> Instructions for the task:
Copy out exactly the line that contains "Exercise. Spot the blonde" and all lines following it to the end of the data.

> Exercise data:
==================================================
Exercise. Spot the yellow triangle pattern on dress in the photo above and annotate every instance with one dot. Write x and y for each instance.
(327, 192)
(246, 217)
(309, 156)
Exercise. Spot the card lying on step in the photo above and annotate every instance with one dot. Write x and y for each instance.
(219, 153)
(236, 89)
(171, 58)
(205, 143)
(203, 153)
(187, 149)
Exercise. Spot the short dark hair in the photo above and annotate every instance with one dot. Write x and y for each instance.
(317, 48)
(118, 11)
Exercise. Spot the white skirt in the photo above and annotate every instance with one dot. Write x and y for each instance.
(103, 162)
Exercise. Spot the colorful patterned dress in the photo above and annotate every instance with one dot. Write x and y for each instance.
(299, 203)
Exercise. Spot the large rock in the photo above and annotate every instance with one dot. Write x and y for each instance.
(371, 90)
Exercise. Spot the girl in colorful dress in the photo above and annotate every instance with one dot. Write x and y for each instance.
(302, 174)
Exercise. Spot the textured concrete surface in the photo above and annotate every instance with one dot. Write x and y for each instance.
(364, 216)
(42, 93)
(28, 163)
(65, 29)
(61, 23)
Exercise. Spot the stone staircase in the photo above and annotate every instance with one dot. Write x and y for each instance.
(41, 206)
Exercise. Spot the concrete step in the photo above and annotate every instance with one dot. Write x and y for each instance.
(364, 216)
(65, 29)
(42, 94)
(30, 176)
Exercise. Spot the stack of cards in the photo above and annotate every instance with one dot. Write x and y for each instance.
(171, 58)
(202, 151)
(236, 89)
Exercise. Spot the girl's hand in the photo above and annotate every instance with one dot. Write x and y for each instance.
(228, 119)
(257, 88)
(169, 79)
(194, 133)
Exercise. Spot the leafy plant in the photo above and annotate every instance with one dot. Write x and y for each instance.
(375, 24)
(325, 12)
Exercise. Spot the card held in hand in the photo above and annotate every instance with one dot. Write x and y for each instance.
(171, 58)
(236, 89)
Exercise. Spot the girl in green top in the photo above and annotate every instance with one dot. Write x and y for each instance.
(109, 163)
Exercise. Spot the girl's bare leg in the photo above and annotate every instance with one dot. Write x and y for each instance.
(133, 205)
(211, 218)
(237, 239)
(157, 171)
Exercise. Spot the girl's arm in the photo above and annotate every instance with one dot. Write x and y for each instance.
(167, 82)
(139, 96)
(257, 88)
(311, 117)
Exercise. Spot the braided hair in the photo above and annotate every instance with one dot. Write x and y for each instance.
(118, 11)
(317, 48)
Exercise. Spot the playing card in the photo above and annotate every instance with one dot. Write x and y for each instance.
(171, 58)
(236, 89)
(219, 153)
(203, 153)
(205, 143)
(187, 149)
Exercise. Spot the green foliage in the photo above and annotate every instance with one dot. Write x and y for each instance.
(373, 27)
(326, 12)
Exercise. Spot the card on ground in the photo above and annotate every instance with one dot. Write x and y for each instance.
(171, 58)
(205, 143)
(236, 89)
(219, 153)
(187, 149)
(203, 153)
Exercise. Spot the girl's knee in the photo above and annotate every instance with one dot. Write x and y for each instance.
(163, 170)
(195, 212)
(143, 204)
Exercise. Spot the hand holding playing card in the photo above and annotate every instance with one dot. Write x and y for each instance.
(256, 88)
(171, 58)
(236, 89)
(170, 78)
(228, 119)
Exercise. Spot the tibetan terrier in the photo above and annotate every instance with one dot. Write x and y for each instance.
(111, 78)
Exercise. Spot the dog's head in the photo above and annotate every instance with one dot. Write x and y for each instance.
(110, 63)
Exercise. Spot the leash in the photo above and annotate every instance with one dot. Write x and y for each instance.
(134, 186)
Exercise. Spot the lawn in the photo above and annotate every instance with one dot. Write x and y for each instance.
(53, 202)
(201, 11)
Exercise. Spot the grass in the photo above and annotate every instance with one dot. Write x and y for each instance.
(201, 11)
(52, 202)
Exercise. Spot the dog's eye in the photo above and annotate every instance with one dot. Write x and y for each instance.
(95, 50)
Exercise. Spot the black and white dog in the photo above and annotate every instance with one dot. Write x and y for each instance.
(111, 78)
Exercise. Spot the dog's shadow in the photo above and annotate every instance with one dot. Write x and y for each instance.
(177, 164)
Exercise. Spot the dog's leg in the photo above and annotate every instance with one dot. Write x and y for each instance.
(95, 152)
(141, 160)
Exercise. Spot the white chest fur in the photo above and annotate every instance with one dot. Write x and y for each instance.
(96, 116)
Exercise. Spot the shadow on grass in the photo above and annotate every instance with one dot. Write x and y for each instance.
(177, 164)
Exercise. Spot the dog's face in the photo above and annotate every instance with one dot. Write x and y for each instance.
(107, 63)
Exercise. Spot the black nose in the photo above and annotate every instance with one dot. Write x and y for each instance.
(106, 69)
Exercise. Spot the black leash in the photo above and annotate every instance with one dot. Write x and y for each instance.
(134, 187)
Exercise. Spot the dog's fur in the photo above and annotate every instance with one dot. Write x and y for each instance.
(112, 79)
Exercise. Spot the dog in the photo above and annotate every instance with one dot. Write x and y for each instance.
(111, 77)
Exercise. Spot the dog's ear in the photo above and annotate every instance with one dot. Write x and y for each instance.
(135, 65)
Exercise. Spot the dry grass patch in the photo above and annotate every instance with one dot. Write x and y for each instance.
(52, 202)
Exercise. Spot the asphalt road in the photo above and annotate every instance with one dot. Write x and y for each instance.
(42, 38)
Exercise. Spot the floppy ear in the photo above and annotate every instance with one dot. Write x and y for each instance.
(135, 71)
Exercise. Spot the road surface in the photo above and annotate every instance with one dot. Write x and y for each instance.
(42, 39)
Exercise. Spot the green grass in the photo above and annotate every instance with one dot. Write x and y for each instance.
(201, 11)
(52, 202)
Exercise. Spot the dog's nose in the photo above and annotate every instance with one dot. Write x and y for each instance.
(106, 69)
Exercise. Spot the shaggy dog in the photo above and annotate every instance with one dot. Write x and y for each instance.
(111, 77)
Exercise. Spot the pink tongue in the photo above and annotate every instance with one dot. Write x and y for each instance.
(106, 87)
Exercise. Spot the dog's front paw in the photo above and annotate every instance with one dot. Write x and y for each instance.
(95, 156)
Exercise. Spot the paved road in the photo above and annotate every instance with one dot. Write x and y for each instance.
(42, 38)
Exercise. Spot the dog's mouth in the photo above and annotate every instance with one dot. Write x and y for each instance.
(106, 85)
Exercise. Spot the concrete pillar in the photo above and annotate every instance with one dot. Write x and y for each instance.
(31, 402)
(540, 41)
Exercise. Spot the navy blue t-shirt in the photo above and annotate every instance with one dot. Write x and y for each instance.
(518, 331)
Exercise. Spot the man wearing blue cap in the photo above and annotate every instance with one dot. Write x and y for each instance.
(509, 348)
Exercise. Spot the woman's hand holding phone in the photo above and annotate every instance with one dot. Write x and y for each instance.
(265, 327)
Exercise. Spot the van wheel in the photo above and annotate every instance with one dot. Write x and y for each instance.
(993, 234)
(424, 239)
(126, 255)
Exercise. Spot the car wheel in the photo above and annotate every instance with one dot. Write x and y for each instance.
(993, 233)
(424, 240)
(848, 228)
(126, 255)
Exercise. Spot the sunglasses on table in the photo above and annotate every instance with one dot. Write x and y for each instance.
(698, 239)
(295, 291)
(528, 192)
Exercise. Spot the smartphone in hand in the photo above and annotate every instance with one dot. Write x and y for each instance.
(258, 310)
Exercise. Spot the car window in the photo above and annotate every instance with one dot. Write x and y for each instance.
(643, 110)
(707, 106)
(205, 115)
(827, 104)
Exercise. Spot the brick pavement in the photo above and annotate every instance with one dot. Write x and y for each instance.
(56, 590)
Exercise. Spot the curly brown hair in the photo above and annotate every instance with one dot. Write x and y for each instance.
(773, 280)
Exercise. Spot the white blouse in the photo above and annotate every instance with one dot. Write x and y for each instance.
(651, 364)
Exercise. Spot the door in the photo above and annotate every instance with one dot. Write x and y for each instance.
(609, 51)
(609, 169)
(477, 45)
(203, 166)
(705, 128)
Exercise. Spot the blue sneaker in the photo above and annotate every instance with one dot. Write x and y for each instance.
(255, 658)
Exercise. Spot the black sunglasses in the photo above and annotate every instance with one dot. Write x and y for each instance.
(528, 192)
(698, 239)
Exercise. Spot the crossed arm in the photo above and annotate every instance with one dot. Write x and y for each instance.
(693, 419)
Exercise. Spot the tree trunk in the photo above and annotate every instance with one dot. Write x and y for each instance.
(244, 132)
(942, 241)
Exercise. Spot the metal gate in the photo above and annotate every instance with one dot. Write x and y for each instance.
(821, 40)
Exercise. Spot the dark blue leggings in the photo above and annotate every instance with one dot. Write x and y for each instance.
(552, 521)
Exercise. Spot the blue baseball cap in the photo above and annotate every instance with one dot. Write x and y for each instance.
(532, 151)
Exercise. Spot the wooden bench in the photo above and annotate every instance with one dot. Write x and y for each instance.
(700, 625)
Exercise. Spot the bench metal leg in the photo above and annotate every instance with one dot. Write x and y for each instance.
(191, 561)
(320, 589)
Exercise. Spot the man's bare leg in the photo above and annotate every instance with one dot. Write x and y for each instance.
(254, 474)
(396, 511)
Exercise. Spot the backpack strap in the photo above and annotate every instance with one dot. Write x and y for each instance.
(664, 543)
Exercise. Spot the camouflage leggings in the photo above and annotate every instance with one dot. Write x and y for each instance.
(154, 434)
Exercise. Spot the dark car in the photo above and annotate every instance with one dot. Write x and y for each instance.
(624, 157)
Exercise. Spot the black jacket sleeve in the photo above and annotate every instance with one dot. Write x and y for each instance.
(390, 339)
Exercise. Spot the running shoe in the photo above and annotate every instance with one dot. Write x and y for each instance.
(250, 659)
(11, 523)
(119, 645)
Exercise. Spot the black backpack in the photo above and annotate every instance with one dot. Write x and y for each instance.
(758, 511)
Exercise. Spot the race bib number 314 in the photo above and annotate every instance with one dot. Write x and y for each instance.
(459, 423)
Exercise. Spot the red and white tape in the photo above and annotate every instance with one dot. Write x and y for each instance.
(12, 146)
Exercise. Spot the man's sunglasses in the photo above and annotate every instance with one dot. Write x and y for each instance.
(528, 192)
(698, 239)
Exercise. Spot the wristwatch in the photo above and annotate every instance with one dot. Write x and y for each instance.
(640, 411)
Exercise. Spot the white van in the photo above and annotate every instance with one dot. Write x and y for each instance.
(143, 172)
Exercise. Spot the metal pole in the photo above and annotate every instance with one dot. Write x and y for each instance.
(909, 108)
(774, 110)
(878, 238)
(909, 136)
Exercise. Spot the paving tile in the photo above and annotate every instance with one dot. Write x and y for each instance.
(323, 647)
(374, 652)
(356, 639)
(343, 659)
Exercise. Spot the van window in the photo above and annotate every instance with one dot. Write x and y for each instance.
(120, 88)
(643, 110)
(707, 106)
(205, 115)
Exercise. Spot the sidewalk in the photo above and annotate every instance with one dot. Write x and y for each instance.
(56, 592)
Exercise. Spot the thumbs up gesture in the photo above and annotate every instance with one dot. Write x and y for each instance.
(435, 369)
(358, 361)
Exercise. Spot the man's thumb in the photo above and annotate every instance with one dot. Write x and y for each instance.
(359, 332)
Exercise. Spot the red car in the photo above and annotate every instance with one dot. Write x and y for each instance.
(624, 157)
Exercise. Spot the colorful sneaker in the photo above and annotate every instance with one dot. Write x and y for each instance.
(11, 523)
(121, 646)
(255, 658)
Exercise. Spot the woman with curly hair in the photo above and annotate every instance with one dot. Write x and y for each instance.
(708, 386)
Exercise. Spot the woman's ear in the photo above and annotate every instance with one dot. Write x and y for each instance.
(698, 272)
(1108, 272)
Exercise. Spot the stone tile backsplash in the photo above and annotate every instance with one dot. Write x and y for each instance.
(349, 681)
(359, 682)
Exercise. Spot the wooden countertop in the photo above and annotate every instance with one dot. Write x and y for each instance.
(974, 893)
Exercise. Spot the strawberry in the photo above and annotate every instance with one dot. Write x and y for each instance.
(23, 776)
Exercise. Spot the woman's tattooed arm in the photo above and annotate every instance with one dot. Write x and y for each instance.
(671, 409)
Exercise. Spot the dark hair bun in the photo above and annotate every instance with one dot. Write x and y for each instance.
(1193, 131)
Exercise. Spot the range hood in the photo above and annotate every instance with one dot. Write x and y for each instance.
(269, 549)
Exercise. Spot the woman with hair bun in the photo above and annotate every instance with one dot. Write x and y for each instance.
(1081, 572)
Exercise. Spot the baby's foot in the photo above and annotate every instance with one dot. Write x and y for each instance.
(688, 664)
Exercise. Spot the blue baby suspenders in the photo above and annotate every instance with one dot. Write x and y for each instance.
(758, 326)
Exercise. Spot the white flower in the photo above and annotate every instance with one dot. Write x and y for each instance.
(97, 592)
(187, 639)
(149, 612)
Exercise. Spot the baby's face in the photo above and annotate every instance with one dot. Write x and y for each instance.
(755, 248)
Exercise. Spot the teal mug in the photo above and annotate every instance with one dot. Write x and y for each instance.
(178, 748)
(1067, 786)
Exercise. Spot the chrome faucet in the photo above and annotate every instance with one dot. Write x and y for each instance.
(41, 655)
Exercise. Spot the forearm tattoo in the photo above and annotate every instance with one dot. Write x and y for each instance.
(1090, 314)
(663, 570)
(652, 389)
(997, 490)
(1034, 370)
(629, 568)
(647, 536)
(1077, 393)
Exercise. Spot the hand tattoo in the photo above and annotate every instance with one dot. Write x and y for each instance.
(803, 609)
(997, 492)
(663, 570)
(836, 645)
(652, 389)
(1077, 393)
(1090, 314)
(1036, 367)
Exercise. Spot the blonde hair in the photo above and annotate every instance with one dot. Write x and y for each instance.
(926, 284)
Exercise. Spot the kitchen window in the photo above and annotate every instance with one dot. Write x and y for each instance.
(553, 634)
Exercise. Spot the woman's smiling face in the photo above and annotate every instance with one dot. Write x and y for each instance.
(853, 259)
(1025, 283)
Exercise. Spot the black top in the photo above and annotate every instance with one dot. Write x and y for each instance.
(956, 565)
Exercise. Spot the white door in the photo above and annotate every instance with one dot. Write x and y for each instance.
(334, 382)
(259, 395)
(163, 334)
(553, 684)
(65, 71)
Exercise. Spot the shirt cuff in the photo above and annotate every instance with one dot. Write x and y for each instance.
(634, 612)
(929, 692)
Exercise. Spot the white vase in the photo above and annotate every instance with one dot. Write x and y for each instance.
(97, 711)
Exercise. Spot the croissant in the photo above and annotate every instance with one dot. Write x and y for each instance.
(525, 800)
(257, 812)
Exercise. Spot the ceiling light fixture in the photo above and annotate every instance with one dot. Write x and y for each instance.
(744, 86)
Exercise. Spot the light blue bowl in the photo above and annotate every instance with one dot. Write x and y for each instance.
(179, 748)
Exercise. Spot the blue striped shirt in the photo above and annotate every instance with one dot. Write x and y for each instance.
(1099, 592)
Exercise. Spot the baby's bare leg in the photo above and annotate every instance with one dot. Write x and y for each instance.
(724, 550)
==================================================
> Output below:
Exercise. Spot the blonde hair in the photo above and annotate every instance with one dot. Write x and y for each instance.
(926, 284)
Exercise. Spot the kitchen window in the photo above and annotate every instance with one dot. Write x and y for each instance.
(553, 634)
Exercise. Spot the woman's smiling face in the photo above and annotate every instance with one dot. Write x and y for each instance.
(853, 259)
(1025, 283)
Exercise. Spot the black top in the photo above and annotate every instance with one dot. Write x and y for each instance.
(956, 565)
Exercise. Spot the white door in the photo above and annotate every instance with one dot. Write x and y for each instance.
(334, 382)
(259, 395)
(163, 334)
(553, 684)
(65, 71)
Exercise. Spot the shirt cuff in the photo above and annotate every instance with one dot. Write x and y for each instance.
(634, 612)
(929, 692)
Exercise. Spot the white vase in the photo above and annotate every instance with one dot. Write x and y for each instance.
(97, 711)
Exercise. Spot the croissant in the photo above and annotate every instance with one dot. Write x and y for each instance.
(525, 800)
(257, 812)
Exercise. Spot the ceiling light fixture in the photo above and annotate every instance with one dot. Write x and y for each instance.
(744, 86)
Exercise. Spot the light blue bowl in the photo above and annotate every instance with one dot. Write x and y for each instance.
(179, 748)
Exercise. Spot the blue striped shirt in the photo above and annotate every instance with one dot. Write x and y for each instance.
(1099, 592)
Exercise. Spot the baby's bare leg in the photo above and annotate every instance with one dot. Write x and y for each instance.
(724, 550)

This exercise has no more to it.